- _Quoted text_
It would be convenient to blame the recent heatwave, our oppressive Queensland summer weather, but deep down I know that I just never get the water–light balance right (nor can I seem to discourage the cats from digging up our planter boxes, the little shits).
I’ve killed a string of pearls and several little nerve plants, their delicately veined leaves curling up and eventually disintegrating to nothing. Our parsley and sage have died, and a sedum is on its way out — I over-watered it, the Internet tells me.
The only plants still flourishing — or, let’s face it, surviving — are the mint and the succulents, as well as a gifted Zanzibar gem that keeps on keeping on despite the ravages of kitten teeth, recycled air, and a haphazard watering ‘schedule’.
This year, I’ve been feeling withered and desiccated, too, like a pot-bound fern yellowing at the tips and failing to draw nourishment from the boxes in which I’ve found myself. I keep thinking about the memes that have crossed my screen describing humans as house plants with more complex emotions. Perhaps, after the ‘unprecedented events’ of 2020 spent trapped inside a 13-inch screen for vast periods of time, reduced to a cluster of pixels in the so-called Zoombie apocalypse, we all simply need more air, sunshine, and water.
But do you feel like something else is going on?
I’m guessing I can safely speak for many people when I say that this whole year has been a bumpy ride in terms of unlearning and renegotiating our social worlds. The spaces available to us — both physical and virtual — to interact with one another have puckered and expanded in response to changing directives and a constellation of personal circumstances: employment status and workload, family dynamics, new or existing health problems.

- _Recorded data_

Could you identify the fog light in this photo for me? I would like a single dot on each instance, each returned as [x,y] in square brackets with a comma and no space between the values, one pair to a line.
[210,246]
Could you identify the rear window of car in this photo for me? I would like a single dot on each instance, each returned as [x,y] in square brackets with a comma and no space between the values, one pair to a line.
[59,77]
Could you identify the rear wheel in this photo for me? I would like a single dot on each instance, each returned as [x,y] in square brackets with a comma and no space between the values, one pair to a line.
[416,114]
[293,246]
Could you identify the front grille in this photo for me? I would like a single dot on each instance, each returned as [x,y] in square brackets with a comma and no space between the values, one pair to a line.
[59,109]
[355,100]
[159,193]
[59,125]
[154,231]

- _Exercise instructions_
A. Print the houseplant essay from "The only plants" to "is going on?".
B. Write what comes next in the houseplant essay, picking up after its final sentence.
The records have nothing to do with the houseplant essay.

- _Task-by-task outputs_
A.
The only plants still flourishing — or, let’s face it, surviving — are the mint and the succulents, as well as a gifted Zanzibar gem that keeps on keeping on despite the ravages of kitten teeth, recycled air, and a haphazard watering ‘schedule’.
This year, I’ve been feeling withered and desiccated, too, like a pot-bound fern yellowing at the tips and failing to draw nourishment from the boxes in which I’ve found myself. I keep thinking about the memes that have crossed my screen describing humans as house plants with more complex emotions. Perhaps, after the ‘unprecedented events’ of 2020 spent trapped inside a 13-inch screen for vast periods of time, reduced to a cluster of pixels in the so-called Zoombie apocalypse, we all simply need more air, sunshine, and water.
But do you feel like something else is going on?

B.
We’ve borne the brunt of distance and isolation as well as the urgency of new intimacies and intrusions upon our downtime and personal spaces. If you’re anything like me, it’s come as a shock at times to reach for the support you’ve long taken for granted and find only empty, stale air. In other ways, the sudden whomp of oxygen afforded by somebody’s absence or remoteness has come as a curious relief, unexpected warmth, safety, and reassurance flooding in from previously quiet corners to fill the void.
Significant change of any kind is exhausting.
But the realignment of satellites in your own little cosmos?
I think this particular variety of world-weariness taps a deeper seam than videoconferencing fatigue or hug deprivation. If personality is actually contingent on context, what sustenance do we want and need when we’re yanked abruptly free of the complex root systems we’ve spent a lifetime establishing and maintaining?
What have you discovered about yourself this year as the interpersonal furniture of your life has been rearranged and then rearranged again?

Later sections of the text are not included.